> [Aim of the exercise]:
Line by line, set down the records exactly as they appear below.

[Source data]
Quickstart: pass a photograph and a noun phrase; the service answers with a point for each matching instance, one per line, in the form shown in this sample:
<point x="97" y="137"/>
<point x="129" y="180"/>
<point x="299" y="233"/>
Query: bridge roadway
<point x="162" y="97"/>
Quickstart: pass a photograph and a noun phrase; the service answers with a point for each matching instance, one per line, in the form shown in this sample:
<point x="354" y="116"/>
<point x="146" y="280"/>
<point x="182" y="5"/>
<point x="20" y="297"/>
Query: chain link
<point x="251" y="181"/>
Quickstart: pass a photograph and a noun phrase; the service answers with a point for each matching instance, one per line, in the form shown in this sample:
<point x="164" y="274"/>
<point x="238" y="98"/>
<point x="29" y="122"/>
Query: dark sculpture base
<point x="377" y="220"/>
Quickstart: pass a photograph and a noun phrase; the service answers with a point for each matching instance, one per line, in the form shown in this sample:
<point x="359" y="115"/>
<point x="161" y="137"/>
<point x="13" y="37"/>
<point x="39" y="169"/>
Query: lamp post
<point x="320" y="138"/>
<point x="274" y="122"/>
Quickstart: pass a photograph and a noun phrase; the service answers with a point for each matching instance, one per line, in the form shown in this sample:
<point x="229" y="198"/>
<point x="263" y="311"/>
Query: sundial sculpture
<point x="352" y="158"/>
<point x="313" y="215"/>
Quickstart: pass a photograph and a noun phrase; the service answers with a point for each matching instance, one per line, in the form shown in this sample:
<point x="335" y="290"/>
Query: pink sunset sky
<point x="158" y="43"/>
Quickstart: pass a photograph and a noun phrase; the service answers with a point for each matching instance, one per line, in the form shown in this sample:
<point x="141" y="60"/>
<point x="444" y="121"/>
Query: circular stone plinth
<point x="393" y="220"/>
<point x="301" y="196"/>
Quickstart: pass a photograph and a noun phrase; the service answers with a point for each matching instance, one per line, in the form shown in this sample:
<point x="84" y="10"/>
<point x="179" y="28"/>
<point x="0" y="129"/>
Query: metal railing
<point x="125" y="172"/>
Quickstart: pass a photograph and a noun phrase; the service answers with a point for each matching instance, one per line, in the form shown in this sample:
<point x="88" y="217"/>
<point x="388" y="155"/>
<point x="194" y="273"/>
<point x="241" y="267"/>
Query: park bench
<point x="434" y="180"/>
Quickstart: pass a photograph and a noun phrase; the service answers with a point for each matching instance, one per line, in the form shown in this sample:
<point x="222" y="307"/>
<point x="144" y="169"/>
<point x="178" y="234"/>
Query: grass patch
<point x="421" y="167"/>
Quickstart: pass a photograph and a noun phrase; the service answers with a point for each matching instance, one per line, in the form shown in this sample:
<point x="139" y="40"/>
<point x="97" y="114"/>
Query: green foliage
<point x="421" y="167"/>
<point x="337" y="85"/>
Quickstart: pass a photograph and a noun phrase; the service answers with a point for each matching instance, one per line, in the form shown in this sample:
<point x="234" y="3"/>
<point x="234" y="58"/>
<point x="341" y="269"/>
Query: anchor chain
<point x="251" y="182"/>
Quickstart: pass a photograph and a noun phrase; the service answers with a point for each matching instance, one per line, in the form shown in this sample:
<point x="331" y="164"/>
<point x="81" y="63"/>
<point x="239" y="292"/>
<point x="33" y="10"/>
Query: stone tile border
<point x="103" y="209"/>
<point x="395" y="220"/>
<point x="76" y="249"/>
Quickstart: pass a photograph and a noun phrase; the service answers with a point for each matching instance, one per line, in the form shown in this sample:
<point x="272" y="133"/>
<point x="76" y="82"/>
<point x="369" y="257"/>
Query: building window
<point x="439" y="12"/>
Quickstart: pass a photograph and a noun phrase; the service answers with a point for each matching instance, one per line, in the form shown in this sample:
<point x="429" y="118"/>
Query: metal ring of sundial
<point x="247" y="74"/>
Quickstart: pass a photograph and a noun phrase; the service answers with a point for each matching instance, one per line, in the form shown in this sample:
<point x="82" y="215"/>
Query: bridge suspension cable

> [Answer to the problem]:
Quickstart: pass a photograph and a noun phrase; the service answers with a point for each matching instance, one per line, in the form shown in this sample:
<point x="97" y="137"/>
<point x="129" y="180"/>
<point x="299" y="233"/>
Query: bridge roadway
<point x="162" y="97"/>
Quickstart: pass a photograph and a noun phrase; the service answers with a point for each matching instance, one per line, in the form shown in this sample:
<point x="354" y="116"/>
<point x="146" y="280"/>
<point x="182" y="5"/>
<point x="20" y="297"/>
Query: chain link
<point x="251" y="181"/>
Quickstart: pass a photograph and a noun phrase; the service answers with a point for each matching instance, one per line, in the form shown in this sample:
<point x="164" y="274"/>
<point x="238" y="98"/>
<point x="29" y="122"/>
Query: dark sculpture base
<point x="377" y="220"/>
Quickstart: pass a photograph and a noun phrase; the service answers with a point for each matching instance, one per line, in the form shown in this sample:
<point x="359" y="115"/>
<point x="161" y="137"/>
<point x="13" y="37"/>
<point x="39" y="169"/>
Query: lamp post
<point x="320" y="138"/>
<point x="274" y="122"/>
Quickstart: pass a photograph and a noun phrase; the service answers with a point for each matching instance, one per line, in the form shown in this sample:
<point x="229" y="198"/>
<point x="263" y="311"/>
Query: sundial sculpture
<point x="352" y="158"/>
<point x="313" y="215"/>
Quickstart: pass a photograph and a noun phrase; the service answers with a point for each matching instance, one per line, in the form shown in this sample:
<point x="335" y="290"/>
Query: pink sunset sky
<point x="158" y="43"/>
Quickstart: pass a photograph and a noun phrase; the service answers with a point for each matching instance, one per line, in the form shown in this sample:
<point x="141" y="60"/>
<point x="444" y="121"/>
Query: circular stone plinth
<point x="393" y="220"/>
<point x="301" y="196"/>
Quickstart: pass a photograph and a noun phrase; the service answers with a point for each matching instance, one per line, in the form shown in this sample:
<point x="84" y="10"/>
<point x="179" y="28"/>
<point x="0" y="129"/>
Query: metal railing
<point x="125" y="172"/>
Quickstart: pass a photograph and a noun phrase; the service answers with a point for each matching instance, one per line, in the form shown in this sample:
<point x="88" y="217"/>
<point x="388" y="155"/>
<point x="194" y="273"/>
<point x="241" y="267"/>
Query: park bench
<point x="434" y="180"/>
Quickstart: pass a photograph and a noun phrase; the service answers with a point for each matching instance, one per line, in the form shown in this sample:
<point x="222" y="307"/>
<point x="144" y="169"/>
<point x="178" y="234"/>
Query: grass patch
<point x="421" y="167"/>
Quickstart: pass a photograph and a noun phrase; the service answers with a point for each matching instance, one per line, in the form shown in this sample:
<point x="139" y="40"/>
<point x="97" y="114"/>
Query: green foliage
<point x="421" y="167"/>
<point x="337" y="85"/>
Quickstart: pass a photograph and a noun phrase; the service answers with a point for each matching instance, one per line, in the form shown in this sample:
<point x="234" y="3"/>
<point x="234" y="58"/>
<point x="341" y="269"/>
Query: anchor chain
<point x="251" y="182"/>
Quickstart: pass a photograph and a noun phrase; the service answers with a point for each matching instance, one per line, in the form shown in this sample:
<point x="331" y="164"/>
<point x="81" y="63"/>
<point x="239" y="292"/>
<point x="33" y="10"/>
Query: stone tile border
<point x="103" y="209"/>
<point x="395" y="220"/>
<point x="76" y="249"/>
Quickstart: pass a photograph and a noun phrase; the service answers with a point for each matching instance, one per line, in the form shown in this sample:
<point x="272" y="133"/>
<point x="76" y="82"/>
<point x="369" y="257"/>
Query: building window
<point x="439" y="12"/>
Quickstart: pass a photograph and a noun phrase; the service answers with a point for each matching instance, one per line, in the form shown in this sample:
<point x="429" y="118"/>
Query: metal ring of sundial
<point x="247" y="74"/>
Quickstart: pass a photograph and a noun phrase; the service answers with a point for each matching instance, one per line, in the form shown in this sample:
<point x="82" y="215"/>
Query: bridge suspension cable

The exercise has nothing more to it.